Covid-19 -> Kovit-17 (following the himmicanes principle)

We all want to do our part to contain the virus. In particular, cognitive and social scientists have been encouraged to apply their special expertise to better direct social behavior.

I was thinking about this after reading this recent comment by someone named Jim:

What if we just spell “cancer” with a “k”? Wow!! Instant remission!!

OK, that won’t work. But, according to the National Academy of Sciences, (google “himmicanes” for lots more), it saves lives to give hurricanes the names of boys rather than girls, because people are more scared of boys so they’ll act with appropriate caution.

Hurricane Butch? Run away. Hurricane Missy? Who cares.

Put the above two ideas together, and . . . let’s rename Coronavirus to Koronavirus. That K is scary, huh? From the himmicanes paper: “our model suggests that changing a severe hurricane’s name from Charley (MFI = 2.889, 14.87 deaths) to Eloise (MFI = 8.944, 41.45 deaths) could nearly triple its death toll.”

41.45 deaths doesn’t sound like a lot, but those last .45 really hurt.

Apply these ideas to Kovid, and just think what it could do to social distancing behavior.

Come to think of it, should we really be calling it Kovid-19? Nineteen is kind of a soft, feminine number. What about Kovid-666? Or Kovid-17. Recall that, according to Pythagoras (really!), 17 is “the most despised and horrible of all numbers.”

Hmmm, one more thing. Kovid ends in that soft “d” sound. What about Kovit—that sounds a bit tougher.

OK, so here’s my proposal. No more Covid-19. Call it Kovit-17.

(ACTIONS TO TAKE):
(a) In the Kovit-17 post, how does Pythagoras describe the number 17?
(b) Reproduce the portion of the Kovit-17 post that begins with "41.45 deaths doesn’t" and ends after "a bit tougher.".
(c) Continue the Kovit-17 post from the point at which it stops.
The records that follow have no connection to the Kovit-17 post.

(MATERIAL SUPPLIED):
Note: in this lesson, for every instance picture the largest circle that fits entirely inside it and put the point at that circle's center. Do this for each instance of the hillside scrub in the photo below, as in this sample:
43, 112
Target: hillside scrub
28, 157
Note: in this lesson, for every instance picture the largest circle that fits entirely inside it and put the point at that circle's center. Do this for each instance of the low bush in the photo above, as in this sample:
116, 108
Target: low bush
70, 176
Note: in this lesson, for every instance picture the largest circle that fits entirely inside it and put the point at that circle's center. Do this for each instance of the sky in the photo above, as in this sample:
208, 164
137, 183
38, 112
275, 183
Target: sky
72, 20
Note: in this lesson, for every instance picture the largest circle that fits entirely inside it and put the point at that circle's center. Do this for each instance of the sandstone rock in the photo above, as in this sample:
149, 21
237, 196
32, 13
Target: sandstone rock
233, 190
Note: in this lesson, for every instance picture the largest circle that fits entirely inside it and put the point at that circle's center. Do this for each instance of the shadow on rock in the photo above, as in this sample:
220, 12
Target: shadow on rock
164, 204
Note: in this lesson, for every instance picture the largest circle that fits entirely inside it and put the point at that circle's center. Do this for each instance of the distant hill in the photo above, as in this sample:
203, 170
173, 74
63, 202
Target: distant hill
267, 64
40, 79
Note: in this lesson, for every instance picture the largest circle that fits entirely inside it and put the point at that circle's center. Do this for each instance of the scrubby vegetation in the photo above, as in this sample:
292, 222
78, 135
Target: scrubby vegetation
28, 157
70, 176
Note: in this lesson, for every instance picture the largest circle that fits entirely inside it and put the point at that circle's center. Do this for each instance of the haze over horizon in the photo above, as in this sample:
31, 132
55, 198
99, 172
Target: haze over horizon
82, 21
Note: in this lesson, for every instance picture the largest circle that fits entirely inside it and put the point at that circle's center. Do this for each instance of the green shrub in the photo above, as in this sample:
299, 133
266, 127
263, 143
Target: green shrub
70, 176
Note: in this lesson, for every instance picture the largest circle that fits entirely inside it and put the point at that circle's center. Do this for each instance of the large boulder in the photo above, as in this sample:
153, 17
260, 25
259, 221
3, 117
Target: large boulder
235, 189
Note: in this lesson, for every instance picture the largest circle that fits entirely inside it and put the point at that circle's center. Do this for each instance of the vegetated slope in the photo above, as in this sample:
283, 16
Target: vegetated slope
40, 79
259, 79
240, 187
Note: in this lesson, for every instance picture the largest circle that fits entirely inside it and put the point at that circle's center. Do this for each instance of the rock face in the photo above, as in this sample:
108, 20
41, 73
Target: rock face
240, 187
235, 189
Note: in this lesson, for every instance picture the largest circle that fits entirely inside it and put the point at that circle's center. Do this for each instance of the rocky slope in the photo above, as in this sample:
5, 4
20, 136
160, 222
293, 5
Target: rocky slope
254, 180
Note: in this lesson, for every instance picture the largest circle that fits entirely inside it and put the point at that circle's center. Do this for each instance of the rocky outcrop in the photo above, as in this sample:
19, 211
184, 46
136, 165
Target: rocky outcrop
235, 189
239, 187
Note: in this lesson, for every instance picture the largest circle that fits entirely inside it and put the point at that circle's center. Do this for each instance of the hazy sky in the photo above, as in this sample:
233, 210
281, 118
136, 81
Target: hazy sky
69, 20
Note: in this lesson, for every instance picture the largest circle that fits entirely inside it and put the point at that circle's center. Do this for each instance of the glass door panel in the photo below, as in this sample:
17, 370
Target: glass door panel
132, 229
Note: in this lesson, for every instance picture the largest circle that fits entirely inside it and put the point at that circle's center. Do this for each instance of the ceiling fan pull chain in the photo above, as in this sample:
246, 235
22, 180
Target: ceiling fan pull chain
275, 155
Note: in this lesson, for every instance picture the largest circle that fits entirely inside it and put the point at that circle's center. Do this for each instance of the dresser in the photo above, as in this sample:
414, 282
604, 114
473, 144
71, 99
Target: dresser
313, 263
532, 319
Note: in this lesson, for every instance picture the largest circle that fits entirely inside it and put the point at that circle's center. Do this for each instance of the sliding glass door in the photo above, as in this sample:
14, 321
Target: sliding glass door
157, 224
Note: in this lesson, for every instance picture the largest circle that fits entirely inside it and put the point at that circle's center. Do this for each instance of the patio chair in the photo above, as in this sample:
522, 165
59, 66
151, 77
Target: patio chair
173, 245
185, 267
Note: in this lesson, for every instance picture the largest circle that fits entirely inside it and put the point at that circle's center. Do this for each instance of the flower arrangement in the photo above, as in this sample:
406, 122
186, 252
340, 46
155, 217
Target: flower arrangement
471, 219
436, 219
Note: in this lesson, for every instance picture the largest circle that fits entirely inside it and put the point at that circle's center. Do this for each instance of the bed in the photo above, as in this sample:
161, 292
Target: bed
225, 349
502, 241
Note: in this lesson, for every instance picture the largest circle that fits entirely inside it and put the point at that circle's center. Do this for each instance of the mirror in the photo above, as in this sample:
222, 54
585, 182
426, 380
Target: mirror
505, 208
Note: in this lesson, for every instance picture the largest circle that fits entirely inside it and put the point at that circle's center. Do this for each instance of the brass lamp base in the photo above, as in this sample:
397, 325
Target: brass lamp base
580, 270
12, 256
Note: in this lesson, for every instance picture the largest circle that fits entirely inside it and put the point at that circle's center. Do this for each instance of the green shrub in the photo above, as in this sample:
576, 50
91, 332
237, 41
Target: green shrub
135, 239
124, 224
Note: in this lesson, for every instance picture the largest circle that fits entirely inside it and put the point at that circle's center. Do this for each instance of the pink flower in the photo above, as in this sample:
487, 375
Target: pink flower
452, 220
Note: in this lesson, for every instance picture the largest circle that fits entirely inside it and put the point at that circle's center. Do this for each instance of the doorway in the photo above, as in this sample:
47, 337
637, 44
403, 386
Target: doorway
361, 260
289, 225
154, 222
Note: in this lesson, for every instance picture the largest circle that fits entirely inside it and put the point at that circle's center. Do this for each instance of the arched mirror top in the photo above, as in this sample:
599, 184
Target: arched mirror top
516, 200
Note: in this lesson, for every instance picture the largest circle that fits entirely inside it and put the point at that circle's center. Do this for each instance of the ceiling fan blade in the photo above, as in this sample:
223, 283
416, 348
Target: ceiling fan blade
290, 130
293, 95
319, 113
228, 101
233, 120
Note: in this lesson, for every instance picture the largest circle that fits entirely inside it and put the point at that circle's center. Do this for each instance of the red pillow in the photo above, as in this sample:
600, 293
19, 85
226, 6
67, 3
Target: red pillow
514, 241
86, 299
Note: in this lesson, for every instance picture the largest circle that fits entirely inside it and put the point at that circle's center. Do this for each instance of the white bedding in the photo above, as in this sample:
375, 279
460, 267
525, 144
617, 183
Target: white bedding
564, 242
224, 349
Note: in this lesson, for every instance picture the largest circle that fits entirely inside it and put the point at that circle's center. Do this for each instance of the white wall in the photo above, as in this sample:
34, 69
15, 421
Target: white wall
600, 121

(ANSWERS BY TASK):
(a) As "the most despised and horrible of all numbers."

(b)
41.45 deaths doesn’t sound like a lot, but those last .45 really hurt.

Apply these ideas to Kovid, and just think what it could do to social distancing behavior.

Come to think of it, should we really be calling it Kovid-19? Nineteen is kind of a soft, feminine number. What about Kovid-666? Or Kovid-17. Recall that, according to Pythagoras (really!), 17 is “the most despised and horrible of all numbers.”

Hmmm, one more thing. Kovid ends in that soft “d” sound. What about Kovit—that sounds a bit tougher.

(c)
But that’s just my speculation. To really figure this out, we need to run an experiment on 42 undergrads and 100 people on Mechanical Turk and find a p-value of less than 0.1. Even then, I won’t fully believe it until it’s been published in Psychological Science or PNAS and been featured on NPR.

No need to wait for the Ted talk, though. This is serious business, and time is of the essence.

Ok, I did put this one on the six-month lag . . .

17 thoughts on “Covid-19 -> Kovit-17 (following the himmicanes principle)

    • Dhogoza:

      I was not thinking of Butch or Missy as being gay or straight names or whatever, just as being stereotypically male and female in the style discussed by the himmicanes article: “Nine independent coders who were blind to the hypothesis rated the masculinity vs. femininity of historical hurricane names on two items (1 = very masculine, 11 = very feminine, and 1 = very man-like, 11 = very woman-like), which were averaged to compute a masculinity-femininity index (MFI).”

  1. This is an excellent idea. Indeed recent work in our lab conducted on a random sample of fourteen grad students indicates that diseases with sinister Russian sounding names evoke 137.268% greater cooperation with health authorities; this increased cooperation has an exponential effect on transmission, reducing fatalities to -9% of cases. There’s really no time to wait.

  2. You’ve mentioned putting things on a lag before…what does that mean? You wrote this 6 months ago but didn’t publish it? What’s the point? Or it was a note that you had to finish writing?

  3. “OK, that won’t work. ”

    Apparently you don’t understand the theoretical basis for this treatment. When patients that they have “kancer” rather than “cancer”, they intuitively recognize the “k” as less threatening. In fact, brain scans show that the “k” – just like in “Krispy Kreme” – is associated with LSP (Light-Hearted Sensory Perceptor) activity in the brain. This constitutes quantitative evidence that the patients feel that “kancer” is less serious than “cancer”. And indeed in a study of 279 healthy people pretending to be serious disease patients found that patients who were told they had “kancer” were 7% more likely to improve quicker than patients who were told they had “cancer”.